-- ITEMS start --

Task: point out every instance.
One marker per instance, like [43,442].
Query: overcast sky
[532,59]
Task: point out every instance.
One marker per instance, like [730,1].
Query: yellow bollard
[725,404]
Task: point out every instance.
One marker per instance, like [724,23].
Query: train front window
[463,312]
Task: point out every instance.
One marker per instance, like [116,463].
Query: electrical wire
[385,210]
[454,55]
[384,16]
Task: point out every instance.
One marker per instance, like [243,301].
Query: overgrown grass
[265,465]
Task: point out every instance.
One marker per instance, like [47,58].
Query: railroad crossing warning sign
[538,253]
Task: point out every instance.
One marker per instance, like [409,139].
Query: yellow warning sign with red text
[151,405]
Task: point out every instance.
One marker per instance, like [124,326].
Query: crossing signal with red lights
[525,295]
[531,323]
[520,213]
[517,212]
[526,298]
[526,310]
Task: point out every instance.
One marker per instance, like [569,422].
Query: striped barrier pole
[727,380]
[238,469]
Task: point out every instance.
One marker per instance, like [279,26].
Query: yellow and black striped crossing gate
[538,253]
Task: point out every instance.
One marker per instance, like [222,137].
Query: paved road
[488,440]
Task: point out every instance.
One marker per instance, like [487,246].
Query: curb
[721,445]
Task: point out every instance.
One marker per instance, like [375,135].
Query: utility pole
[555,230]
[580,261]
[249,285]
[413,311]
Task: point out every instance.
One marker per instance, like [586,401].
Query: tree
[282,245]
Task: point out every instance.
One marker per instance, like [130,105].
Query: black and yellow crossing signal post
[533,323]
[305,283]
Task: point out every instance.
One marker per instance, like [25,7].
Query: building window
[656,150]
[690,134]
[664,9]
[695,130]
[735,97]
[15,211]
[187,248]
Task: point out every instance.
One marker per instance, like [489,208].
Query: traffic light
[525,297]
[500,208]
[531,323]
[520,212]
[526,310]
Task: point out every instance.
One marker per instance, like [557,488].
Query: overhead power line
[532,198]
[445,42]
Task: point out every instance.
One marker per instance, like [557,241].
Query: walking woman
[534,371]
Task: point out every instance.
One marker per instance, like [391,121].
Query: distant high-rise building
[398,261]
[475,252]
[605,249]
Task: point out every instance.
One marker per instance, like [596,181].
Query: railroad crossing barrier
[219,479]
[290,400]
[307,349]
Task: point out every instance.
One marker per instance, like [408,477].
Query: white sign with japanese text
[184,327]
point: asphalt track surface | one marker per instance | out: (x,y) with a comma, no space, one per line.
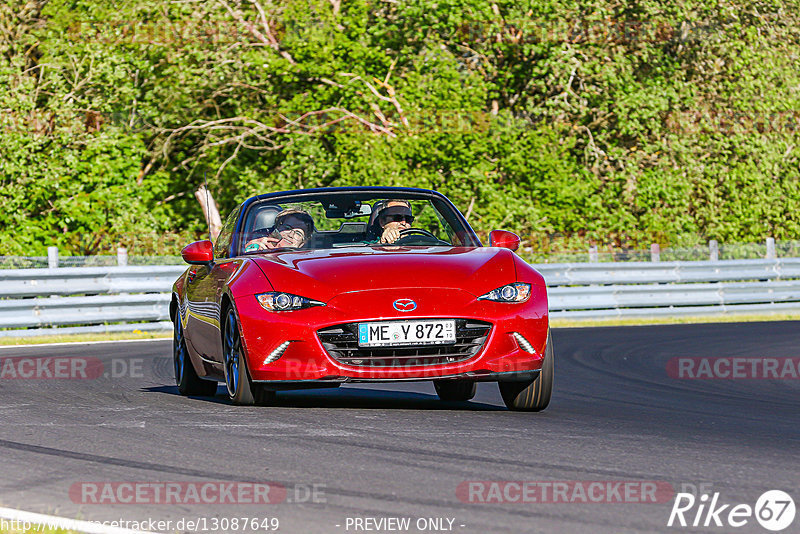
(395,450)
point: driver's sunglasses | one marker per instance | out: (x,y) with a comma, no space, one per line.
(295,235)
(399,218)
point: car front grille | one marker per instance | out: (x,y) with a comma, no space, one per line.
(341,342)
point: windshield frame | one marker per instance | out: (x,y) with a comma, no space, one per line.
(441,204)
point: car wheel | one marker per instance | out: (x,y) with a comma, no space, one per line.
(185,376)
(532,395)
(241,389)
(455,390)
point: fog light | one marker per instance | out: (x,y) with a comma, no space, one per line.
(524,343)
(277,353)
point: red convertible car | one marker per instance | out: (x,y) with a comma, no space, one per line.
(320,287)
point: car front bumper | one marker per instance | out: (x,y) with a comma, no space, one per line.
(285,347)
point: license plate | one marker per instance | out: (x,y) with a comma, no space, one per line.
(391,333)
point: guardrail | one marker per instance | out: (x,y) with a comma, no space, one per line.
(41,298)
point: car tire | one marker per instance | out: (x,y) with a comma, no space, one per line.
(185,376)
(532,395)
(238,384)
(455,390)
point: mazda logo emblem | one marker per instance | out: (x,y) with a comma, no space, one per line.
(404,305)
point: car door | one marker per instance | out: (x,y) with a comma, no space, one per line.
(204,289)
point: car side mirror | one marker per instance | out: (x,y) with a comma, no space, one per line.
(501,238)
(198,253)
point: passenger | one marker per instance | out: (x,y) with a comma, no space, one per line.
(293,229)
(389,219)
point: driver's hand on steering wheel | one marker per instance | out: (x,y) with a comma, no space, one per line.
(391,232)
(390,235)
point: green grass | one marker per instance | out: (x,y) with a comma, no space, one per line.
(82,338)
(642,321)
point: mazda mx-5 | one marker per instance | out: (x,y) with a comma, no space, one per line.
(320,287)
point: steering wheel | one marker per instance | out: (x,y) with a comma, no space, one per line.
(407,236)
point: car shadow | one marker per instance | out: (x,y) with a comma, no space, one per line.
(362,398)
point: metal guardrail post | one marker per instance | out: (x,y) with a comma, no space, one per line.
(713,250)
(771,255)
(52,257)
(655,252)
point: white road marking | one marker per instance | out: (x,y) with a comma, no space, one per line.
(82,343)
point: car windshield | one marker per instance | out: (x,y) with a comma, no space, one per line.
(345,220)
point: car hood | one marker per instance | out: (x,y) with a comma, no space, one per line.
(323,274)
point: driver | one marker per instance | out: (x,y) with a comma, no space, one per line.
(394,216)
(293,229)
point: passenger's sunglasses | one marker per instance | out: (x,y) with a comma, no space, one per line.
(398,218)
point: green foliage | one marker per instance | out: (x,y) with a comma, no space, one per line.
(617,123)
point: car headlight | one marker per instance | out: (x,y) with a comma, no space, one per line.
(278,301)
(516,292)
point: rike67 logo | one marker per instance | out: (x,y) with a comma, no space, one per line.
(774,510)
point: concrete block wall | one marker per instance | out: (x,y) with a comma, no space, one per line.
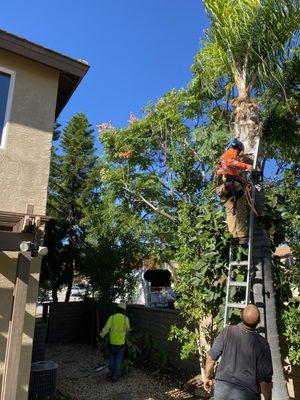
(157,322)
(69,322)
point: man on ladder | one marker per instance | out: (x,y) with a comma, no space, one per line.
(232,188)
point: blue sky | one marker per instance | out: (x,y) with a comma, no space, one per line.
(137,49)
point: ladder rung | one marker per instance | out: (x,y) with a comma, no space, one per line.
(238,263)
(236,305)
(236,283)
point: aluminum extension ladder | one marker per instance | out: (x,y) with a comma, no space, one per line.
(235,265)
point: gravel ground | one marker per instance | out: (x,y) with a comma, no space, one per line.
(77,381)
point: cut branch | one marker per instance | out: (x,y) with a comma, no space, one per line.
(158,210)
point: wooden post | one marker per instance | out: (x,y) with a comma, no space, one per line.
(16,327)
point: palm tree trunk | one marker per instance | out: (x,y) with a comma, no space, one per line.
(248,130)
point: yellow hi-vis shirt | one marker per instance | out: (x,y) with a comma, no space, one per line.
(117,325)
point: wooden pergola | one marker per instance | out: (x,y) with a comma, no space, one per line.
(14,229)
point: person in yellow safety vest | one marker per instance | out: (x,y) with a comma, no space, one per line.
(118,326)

-- ITEMS end --

Rewrite all of the records above, replacing "per instance" with "for each instance" wherever it occurs and leaving everything else unchanged. Omit the pictures from your answer.

FINISHED EXERCISE:
Task: point out every instance.
One marker for each instance, like [43,442].
Query: overcast sky
[532,59]
Task: point out every instance.
One marker for each instance, like [730,1].
Query: yellow bollard
[725,404]
Task: point out every instance.
One marker for each instance, like [724,23].
Query: train front window
[463,312]
Task: point out every instance.
One marker for each instance, like [116,463].
Query: electrical wire
[385,210]
[454,55]
[384,16]
Task: point out every instance.
One marker for each instance, like [243,301].
Query: overgrown grass
[265,465]
Task: point out every instance.
One marker for each instance, like [47,58].
Query: railroad crossing warning sign
[538,253]
Task: point out every instance.
One marker for each instance, like [409,139].
Query: yellow warning sign with red text
[151,405]
Task: point out every instance.
One marker for each instance, like [124,326].
Query: crossing signal with red lights
[525,295]
[531,323]
[520,213]
[517,212]
[526,298]
[526,310]
Task: point out every instance.
One marker for each instance, like [569,422].
Query: striped barrier pole
[727,380]
[238,469]
Task: point out every instance.
One marker for each instance, like [279,26].
Query: yellow and black striped crossing gate
[538,253]
Task: point out every instance.
One marker for each instance, like [222,137].
Query: paved road
[488,440]
Task: point out every instance.
One marker for each instance, like [487,246].
Query: curb
[721,445]
Task: point out every instance.
One marker for each instance, like [375,135].
Query: utility pole
[555,230]
[580,261]
[249,285]
[413,311]
Task: point out every instance.
One marker for each instance, like [586,401].
Query: tree
[282,245]
Task: point out every instance.
One marker for each instance, like [130,105].
Query: black and yellow crossing signal post
[533,323]
[305,283]
Task: point out every instance.
One marker for each instance, like [25,7].
Query: building window
[656,150]
[690,134]
[664,9]
[695,130]
[735,97]
[15,211]
[187,248]
Task: point out every instance.
One marker for each instance, like [489,208].
Query: traffic light
[525,297]
[500,208]
[531,323]
[520,212]
[526,310]
Task: point out every instance.
One marker for each instance, like [557,488].
Query: overhead power line
[532,198]
[445,42]
Task: point out every instance.
One marker for each instance, like [557,241].
Query: walking woman
[534,371]
Task: point out every instance.
One marker for each instance, like [391,121].
Query: distant high-rise building
[398,261]
[475,252]
[605,249]
Task: point out every instance.
One marker for each instance, like [596,181].
Query: railroad crossing barrier
[219,479]
[290,400]
[307,349]
Task: point out every instance.
One marker for each instance, like [408,477].
Query: white sign with japanese text
[184,327]
point: asphalt track surface | one marker for each instance | out: (x,y) with a comma, no space, one per line.
(395,450)
point: driver's sunglasses | one marker for each instance | out: (x,y) with a comma, no space, one per line.
(295,235)
(399,218)
point: car front grille | one marker for each instance | out: (x,y) with a comma, no space, one per line.
(341,342)
point: windshield frame | one marker for each instance | out: (x,y) with a comma, no space, one per line.
(441,204)
point: car wheel | one marker for each instance | out: (x,y) with a comma, no space, one per line.
(185,376)
(532,395)
(241,389)
(455,390)
point: fog light | one marker for each instance | out: (x,y) with a comma, no space, one per line.
(524,343)
(277,353)
point: red convertible car | one marker for each instance | out: (x,y) with a comma, no space, one per line.
(320,287)
point: car front bumper | one marker for each instance | out: (x,y) with a comma, no space, one per line.
(285,347)
point: license plate | one marker for each instance | out: (x,y) with a comma, no space, one per line.
(391,333)
point: guardrail | one marker for each instance | out: (x,y) with a comma, no space, one per line.
(41,298)
point: car tire | one marker for each instance | out: (x,y) with a comma, no space, one per line.
(185,376)
(532,395)
(238,384)
(455,390)
point: mazda logo emblem | one marker for each instance | out: (x,y) with a comma, no space, one per line.
(404,305)
point: car door | one marker for each instance | out: (x,y) with a comma, no space, one per line.
(204,289)
point: car side mirror | one marker for each instance | out: (x,y) with a comma, no space, one per line.
(501,238)
(198,253)
point: passenger | one marker for each instance | out: (x,y) with a comma, no space, one per line.
(293,229)
(389,219)
point: driver's hand on steering wheel | one marker for each instance | out: (x,y) with a comma, no space, one per line.
(391,232)
(390,235)
point: green grass | one marker for each instance | out: (x,y) with a comma, no space, one per line.
(82,338)
(642,321)
point: mazda mx-5 | one marker for each instance | out: (x,y) with a comma, no space, one per line.
(320,287)
point: steering wheel | one marker for each instance | out: (x,y) with a comma, no space, one per line.
(407,236)
point: car shadow | one marker for each instance | out: (x,y) with a comma, no space, one per line.
(362,398)
point: metal guardrail post | one marker for each instance | out: (x,y) with a comma, no space, one per line.
(713,250)
(771,255)
(52,257)
(655,252)
point: white road marking | one marker for each instance | out: (x,y) with a comma, no space, one per line.
(82,343)
point: car windshield | one marker for each instance | out: (x,y) with a comma, no space, one per line.
(345,220)
point: car hood | one marker for each instance | out: (x,y) with a comma, no space, one per line.
(323,274)
point: driver | one marker for each instance | out: (x,y) with a comma, no space, one per line.
(394,216)
(293,229)
point: passenger's sunglasses | one marker for each instance | out: (x,y) with a comma, no space, one per line.
(398,218)
point: green foliage | one marker for each instance | out: (x,y) with a comma, no space, one per line.
(617,123)
point: car headlight | one marker for each instance | out: (x,y) with a comma, no space, one per line.
(278,301)
(516,292)
point: rike67 logo | one marker for each instance | out: (x,y) with a comma, no space, one per line.
(774,510)
point: concrete block wall | one marker for each instance | out: (x,y) with a comma, no space, one per line.
(157,322)
(69,322)
point: man on ladder | one marker for each instance | out: (x,y) with a comma, no space, one per line.
(232,188)
point: blue sky | one marker for each instance | out: (x,y) with a comma, no space, one per line.
(137,49)
point: ladder rung | one marker for each instance | out: (x,y) with a comma, no space, one per line.
(238,263)
(236,305)
(236,283)
point: aluminum extension ladder | one marker for each instance | out: (x,y) with a comma, no space, one per line.
(235,265)
point: gravel ground | one marker for each instance | out: (x,y) with a comma, no space, one per line.
(77,381)
point: cut branch | one marker for each instance | out: (x,y) with a comma, no space, one per line.
(158,210)
point: wooden post | one marker for each instance | out: (x,y) with a comma, no space, one per line.
(16,327)
point: palm tree trunk | one marker for each instance | out: (x,y) with a comma, no space, one per line.
(248,130)
point: yellow hi-vis shirt | one marker for each instance | out: (x,y) with a comma, no space, one per line.
(117,325)
point: wooden pergola | one marker for each instance | out: (x,y) with a comma, no space, one per line.
(14,229)
point: person in yellow safety vest | one marker for each instance | out: (x,y) with a comma, no space, one per line.
(118,326)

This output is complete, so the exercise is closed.